* DATA ROWS:
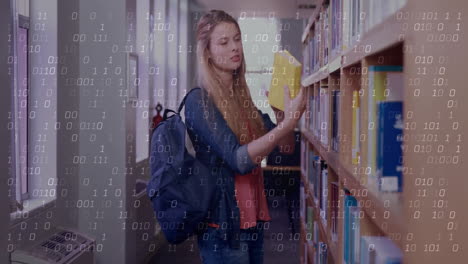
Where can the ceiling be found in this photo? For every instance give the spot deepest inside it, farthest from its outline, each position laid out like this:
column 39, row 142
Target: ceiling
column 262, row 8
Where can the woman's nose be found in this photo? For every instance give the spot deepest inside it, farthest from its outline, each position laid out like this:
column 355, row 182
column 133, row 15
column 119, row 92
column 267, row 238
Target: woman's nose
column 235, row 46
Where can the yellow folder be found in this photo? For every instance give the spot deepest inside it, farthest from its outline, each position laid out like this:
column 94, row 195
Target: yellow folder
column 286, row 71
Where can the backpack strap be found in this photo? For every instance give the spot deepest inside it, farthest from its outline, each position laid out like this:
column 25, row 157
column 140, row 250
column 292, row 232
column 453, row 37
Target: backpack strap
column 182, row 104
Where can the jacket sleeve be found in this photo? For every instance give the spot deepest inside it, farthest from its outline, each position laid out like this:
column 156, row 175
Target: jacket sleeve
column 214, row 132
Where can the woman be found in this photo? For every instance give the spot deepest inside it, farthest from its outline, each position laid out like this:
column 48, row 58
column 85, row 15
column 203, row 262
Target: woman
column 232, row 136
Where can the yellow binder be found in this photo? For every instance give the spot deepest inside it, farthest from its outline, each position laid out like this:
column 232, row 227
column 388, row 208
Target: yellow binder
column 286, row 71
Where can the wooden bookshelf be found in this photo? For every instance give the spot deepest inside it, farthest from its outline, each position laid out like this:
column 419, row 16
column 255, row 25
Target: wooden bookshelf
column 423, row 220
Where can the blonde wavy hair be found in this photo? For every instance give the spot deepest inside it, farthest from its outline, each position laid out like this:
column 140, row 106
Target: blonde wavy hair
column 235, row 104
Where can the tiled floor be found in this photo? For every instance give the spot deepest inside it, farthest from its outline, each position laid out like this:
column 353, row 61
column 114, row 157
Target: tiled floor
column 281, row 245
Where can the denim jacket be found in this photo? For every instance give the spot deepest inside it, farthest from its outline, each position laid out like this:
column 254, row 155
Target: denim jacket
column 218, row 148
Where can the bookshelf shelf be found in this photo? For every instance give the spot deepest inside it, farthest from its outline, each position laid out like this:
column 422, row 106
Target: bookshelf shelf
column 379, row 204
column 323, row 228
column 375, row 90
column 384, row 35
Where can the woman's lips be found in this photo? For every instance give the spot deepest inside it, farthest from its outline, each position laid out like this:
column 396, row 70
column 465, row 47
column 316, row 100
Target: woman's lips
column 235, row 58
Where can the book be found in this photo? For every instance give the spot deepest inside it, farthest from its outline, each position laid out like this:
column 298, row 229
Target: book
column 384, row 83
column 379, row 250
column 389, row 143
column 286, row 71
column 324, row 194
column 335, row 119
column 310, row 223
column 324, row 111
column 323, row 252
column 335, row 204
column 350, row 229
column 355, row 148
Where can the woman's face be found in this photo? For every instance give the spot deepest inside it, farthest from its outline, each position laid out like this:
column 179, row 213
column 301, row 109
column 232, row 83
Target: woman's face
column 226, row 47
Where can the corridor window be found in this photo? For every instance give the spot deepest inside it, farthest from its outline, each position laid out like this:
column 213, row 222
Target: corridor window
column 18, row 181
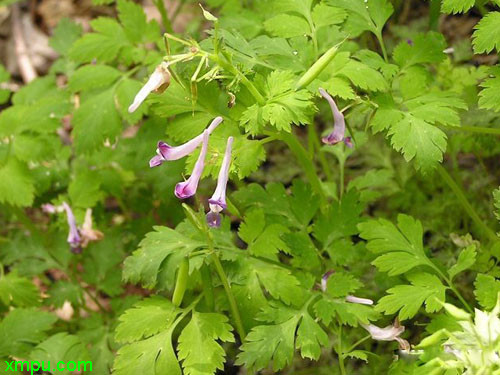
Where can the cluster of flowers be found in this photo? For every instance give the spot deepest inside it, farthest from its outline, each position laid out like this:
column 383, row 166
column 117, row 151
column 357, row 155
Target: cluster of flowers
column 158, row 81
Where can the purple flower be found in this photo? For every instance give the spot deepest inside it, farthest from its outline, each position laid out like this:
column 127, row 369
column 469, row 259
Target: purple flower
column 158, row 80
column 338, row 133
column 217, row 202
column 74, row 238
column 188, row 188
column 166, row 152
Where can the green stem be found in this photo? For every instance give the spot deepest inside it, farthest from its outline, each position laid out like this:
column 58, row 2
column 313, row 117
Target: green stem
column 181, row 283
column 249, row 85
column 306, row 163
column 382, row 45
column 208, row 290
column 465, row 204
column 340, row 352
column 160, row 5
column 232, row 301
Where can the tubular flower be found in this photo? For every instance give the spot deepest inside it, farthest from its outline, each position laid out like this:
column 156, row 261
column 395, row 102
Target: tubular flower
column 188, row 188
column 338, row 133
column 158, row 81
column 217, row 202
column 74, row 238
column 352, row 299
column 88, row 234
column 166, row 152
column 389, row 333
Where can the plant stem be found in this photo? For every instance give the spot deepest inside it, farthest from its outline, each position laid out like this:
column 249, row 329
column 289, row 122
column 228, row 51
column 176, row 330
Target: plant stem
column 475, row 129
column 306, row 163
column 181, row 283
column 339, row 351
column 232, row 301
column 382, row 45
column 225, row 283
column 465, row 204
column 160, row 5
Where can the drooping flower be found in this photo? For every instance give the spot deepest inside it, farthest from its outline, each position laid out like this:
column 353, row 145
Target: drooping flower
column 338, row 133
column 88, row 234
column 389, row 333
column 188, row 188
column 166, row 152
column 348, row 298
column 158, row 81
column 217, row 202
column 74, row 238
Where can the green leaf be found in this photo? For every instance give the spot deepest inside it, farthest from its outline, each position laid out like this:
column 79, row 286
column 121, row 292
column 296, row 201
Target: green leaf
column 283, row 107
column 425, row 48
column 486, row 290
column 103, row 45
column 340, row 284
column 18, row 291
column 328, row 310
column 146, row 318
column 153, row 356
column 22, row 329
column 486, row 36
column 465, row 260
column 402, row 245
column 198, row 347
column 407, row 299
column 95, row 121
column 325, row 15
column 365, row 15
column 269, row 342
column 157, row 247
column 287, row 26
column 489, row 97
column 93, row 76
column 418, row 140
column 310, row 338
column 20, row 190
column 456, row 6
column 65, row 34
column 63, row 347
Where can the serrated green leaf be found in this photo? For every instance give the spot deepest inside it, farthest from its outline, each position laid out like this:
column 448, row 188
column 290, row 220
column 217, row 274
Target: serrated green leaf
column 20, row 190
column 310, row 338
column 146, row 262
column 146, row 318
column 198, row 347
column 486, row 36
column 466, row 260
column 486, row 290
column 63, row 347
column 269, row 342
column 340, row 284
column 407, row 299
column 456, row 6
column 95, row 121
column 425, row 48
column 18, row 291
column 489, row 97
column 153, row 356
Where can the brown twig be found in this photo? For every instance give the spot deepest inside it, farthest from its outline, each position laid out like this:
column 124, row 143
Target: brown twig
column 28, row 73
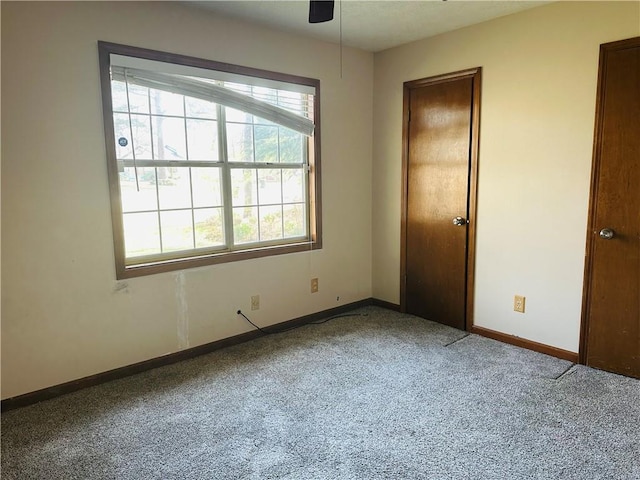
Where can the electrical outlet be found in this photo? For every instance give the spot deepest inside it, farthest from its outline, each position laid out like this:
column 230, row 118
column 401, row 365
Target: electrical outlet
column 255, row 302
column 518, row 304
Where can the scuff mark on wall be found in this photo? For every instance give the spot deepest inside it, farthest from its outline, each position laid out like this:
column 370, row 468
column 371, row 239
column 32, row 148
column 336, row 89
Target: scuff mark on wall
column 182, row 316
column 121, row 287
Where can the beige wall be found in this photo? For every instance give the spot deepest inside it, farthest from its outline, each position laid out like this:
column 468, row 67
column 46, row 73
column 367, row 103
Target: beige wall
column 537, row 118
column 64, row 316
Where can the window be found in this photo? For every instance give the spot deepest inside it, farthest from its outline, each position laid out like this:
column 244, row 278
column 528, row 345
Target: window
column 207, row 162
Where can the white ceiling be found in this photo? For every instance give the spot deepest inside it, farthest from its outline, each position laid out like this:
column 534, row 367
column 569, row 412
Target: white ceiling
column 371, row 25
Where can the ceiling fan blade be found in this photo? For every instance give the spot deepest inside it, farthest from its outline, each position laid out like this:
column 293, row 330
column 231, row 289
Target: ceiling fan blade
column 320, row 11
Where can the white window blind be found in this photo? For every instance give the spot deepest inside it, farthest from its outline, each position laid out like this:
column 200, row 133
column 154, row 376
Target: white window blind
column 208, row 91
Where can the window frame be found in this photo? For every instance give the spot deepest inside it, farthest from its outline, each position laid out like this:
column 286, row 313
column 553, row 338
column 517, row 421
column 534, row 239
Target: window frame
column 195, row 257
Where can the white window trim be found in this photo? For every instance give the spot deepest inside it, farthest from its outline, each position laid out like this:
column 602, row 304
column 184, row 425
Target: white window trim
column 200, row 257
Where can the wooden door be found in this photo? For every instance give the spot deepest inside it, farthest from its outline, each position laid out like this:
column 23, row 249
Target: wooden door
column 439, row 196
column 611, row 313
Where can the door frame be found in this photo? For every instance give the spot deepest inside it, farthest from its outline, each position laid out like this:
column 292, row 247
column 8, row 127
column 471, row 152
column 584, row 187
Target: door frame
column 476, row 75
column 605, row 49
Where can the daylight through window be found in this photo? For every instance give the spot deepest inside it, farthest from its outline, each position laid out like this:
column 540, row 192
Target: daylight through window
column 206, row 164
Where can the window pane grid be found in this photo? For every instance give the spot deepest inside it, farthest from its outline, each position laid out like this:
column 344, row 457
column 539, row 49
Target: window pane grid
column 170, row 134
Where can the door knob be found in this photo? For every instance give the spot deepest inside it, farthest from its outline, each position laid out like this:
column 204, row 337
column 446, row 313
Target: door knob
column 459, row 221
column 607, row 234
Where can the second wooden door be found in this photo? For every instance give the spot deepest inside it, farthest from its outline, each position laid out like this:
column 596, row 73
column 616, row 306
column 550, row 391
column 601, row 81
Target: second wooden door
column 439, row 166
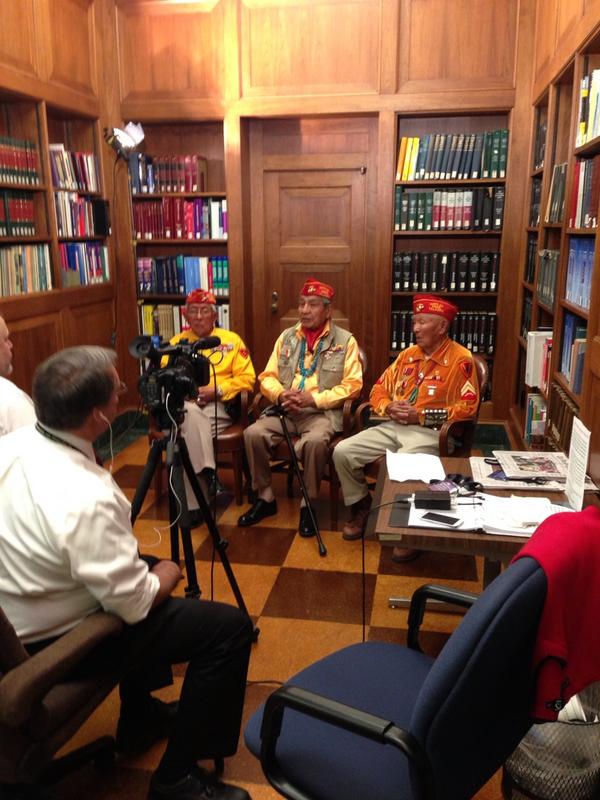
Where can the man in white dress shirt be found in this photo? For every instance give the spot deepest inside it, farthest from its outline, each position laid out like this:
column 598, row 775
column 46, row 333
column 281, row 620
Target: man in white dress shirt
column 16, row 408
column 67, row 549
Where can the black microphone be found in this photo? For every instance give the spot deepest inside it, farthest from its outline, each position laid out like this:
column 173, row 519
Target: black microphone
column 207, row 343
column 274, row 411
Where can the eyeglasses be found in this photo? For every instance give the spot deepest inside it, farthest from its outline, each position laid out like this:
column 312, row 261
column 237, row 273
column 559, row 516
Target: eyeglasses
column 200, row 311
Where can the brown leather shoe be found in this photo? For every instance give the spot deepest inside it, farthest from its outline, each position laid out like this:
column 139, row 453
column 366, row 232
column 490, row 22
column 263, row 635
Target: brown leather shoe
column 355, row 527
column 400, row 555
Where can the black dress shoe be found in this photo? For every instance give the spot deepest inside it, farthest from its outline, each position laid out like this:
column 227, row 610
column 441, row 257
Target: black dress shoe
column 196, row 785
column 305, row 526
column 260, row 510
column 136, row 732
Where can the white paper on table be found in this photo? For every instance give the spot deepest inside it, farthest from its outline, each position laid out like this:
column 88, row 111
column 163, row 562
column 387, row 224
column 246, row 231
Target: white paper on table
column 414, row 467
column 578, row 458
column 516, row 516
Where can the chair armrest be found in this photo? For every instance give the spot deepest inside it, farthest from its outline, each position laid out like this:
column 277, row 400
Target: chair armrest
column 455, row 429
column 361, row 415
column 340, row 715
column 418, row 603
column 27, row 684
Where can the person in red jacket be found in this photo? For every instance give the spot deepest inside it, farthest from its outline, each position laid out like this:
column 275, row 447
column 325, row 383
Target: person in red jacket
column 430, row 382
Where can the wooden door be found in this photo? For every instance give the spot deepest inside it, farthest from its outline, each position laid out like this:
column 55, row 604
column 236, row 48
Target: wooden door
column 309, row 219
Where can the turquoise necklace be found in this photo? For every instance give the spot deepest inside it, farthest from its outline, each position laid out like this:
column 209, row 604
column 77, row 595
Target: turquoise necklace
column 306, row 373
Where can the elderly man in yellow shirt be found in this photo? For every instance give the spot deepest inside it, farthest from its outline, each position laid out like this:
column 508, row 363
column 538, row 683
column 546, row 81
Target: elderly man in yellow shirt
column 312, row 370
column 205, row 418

* TASK DESCRIPTION: Transcribe the data above from the line containing "Where can the window be" through the line containing "column 320, row 11", reproducing each line without any change.

* OUTPUT BELOW:
Where can the window be found in this photo? For every instance give the spot deepest inside it, farthest from its outline, each position laid out like this:
column 244, row 278
column 528, row 345
Target: window
column 207, row 162
Where can the white ceiling be found in this photo? For every instance give the spot deepest inside it, farthest from its outline, each position laid out like this:
column 534, row 367
column 569, row 412
Target: white ceiling
column 371, row 25
Where can the ceiling fan blade be found in this photo? For every instance give the spot deepest inside it, farthest from its outline, each position laid out like this:
column 293, row 330
column 231, row 289
Target: ceiling fan blade
column 320, row 11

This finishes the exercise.